**DIRECTIVE**
Render every line of the entries below as a JSON list of strings, one string per line, and omit the blank lines.

**SUPPLIED DATA**
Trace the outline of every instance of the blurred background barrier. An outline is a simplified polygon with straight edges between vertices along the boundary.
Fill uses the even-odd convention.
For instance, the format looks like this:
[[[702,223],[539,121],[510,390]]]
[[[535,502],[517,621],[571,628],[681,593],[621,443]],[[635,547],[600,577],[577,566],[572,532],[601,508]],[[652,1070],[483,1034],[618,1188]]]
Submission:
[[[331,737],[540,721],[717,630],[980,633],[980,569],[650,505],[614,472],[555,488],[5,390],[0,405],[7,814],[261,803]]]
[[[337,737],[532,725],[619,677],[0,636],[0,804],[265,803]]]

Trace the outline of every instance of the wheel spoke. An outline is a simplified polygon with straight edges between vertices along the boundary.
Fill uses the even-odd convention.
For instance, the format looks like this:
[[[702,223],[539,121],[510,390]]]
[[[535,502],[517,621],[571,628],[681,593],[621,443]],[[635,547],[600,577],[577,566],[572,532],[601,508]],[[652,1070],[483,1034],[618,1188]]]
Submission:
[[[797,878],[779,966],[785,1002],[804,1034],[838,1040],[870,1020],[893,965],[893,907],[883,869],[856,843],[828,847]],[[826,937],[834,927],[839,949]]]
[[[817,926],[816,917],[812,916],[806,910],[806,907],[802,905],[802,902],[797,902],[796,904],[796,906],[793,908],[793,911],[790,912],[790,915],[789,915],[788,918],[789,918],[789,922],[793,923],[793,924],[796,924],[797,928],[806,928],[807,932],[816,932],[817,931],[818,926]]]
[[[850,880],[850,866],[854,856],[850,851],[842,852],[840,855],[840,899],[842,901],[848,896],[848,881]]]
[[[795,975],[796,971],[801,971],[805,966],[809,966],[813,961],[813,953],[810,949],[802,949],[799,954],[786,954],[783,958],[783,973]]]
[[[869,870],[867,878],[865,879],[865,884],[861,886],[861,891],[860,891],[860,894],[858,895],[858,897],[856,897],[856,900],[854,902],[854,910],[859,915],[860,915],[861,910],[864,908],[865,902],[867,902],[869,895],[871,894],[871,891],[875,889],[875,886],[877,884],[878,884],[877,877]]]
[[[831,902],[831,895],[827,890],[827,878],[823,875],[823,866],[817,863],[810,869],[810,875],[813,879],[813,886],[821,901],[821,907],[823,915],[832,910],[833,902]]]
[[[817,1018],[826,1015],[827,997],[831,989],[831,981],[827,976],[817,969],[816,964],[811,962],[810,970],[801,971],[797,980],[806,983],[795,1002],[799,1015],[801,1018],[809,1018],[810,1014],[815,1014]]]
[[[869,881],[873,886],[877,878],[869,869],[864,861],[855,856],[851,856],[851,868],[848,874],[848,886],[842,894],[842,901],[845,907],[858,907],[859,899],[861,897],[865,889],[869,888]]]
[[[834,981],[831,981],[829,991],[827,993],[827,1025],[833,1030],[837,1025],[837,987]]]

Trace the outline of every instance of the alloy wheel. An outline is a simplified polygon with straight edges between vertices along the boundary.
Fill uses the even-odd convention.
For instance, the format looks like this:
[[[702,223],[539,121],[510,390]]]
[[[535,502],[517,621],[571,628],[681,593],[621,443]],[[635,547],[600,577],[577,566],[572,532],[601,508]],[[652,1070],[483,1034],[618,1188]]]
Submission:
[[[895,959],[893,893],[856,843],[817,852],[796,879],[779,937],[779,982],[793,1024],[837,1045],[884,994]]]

**REPLY**
[
  "Trace the outline of every instance of the blurred background barrier. An outline is a simplified polygon with straight edges between vertices along the boundary.",
  "Fill uses the even-odd convention.",
  "For instance, the format looks like this:",
  "[[[702,223],[539,121],[510,390]]]",
  "[[[535,502],[517,621],[571,628],[681,593],[621,443]],[[635,547],[600,577],[577,566],[572,532],[601,508]],[[652,1070],[483,1034],[618,1188]]]",
  "Submission:",
  "[[[331,737],[540,721],[717,630],[980,633],[980,569],[650,505],[614,472],[555,488],[5,390],[0,405],[7,814],[261,803]]]",
  "[[[337,737],[532,725],[619,677],[0,636],[0,804],[265,803]]]",
  "Trace the outline of every instance of the wheel spoke. An outline is a simplified polygon with straight edges between vertices along the boundary.",
  "Fill uses the even-odd convention.",
  "For instance, the format looks like this:",
  "[[[702,223],[539,121],[510,390]]]",
  "[[[535,502],[517,621],[571,628],[681,593],[621,443]],[[635,547],[600,577],[577,566],[572,532],[601,508]],[[652,1070],[483,1034],[618,1188]]]",
  "Submission:",
  "[[[797,878],[779,966],[785,1002],[804,1034],[838,1040],[870,1020],[893,965],[893,907],[883,869],[856,843],[828,847]],[[826,937],[834,927],[839,949]]]",
  "[[[817,926],[816,917],[812,916],[806,910],[806,907],[802,905],[802,902],[797,902],[796,904],[796,906],[793,908],[793,911],[790,912],[790,915],[789,915],[788,918],[789,918],[789,922],[793,923],[793,924],[796,924],[797,928],[806,928],[807,932],[816,932],[817,931],[818,926]]]",
  "[[[850,880],[850,866],[854,856],[850,851],[842,852],[840,855],[840,899],[842,901],[848,896],[848,881]]]",
  "[[[795,975],[796,971],[801,971],[805,966],[809,966],[813,961],[813,953],[810,949],[802,949],[799,954],[786,954],[783,958],[783,973]]]",
  "[[[869,870],[867,878],[865,879],[865,884],[861,886],[861,891],[860,891],[860,894],[858,895],[858,897],[856,897],[856,900],[854,902],[854,910],[859,915],[860,915],[861,910],[864,908],[865,902],[867,902],[869,895],[871,894],[871,891],[875,889],[875,886],[877,884],[878,884],[877,877]]]",
  "[[[831,902],[831,895],[827,890],[827,878],[823,875],[823,866],[817,863],[810,869],[810,875],[813,879],[813,886],[821,901],[821,907],[823,915],[832,910],[833,902]]]",
  "[[[817,1018],[826,1015],[827,997],[831,989],[831,981],[827,976],[817,969],[816,964],[811,962],[810,970],[801,971],[797,980],[806,983],[795,1002],[799,1015],[801,1018],[809,1018],[810,1014],[815,1014]]]",
  "[[[869,881],[873,886],[877,878],[869,869],[864,861],[855,856],[851,856],[851,868],[848,874],[848,886],[842,894],[842,901],[845,907],[858,907],[859,899],[861,897],[865,889],[869,888]]]",
  "[[[834,981],[831,981],[829,991],[827,993],[827,1025],[833,1030],[837,1025],[837,987]]]",
  "Trace the outline of every instance of the alloy wheel. An outline is a simplified polygon with straight edges between vertices along the boundary.",
  "Fill uses the even-odd convention.",
  "For instance, the format looks like this:",
  "[[[702,223],[539,121],[510,390]]]",
  "[[[535,502],[517,621],[571,628],[681,593],[621,443]],[[635,547],[600,577],[577,566],[572,532],[601,508]],[[652,1070],[483,1034],[618,1188]]]",
  "Submission:",
  "[[[895,959],[893,893],[856,843],[817,852],[796,879],[779,937],[779,982],[793,1024],[837,1045],[884,994]]]"
]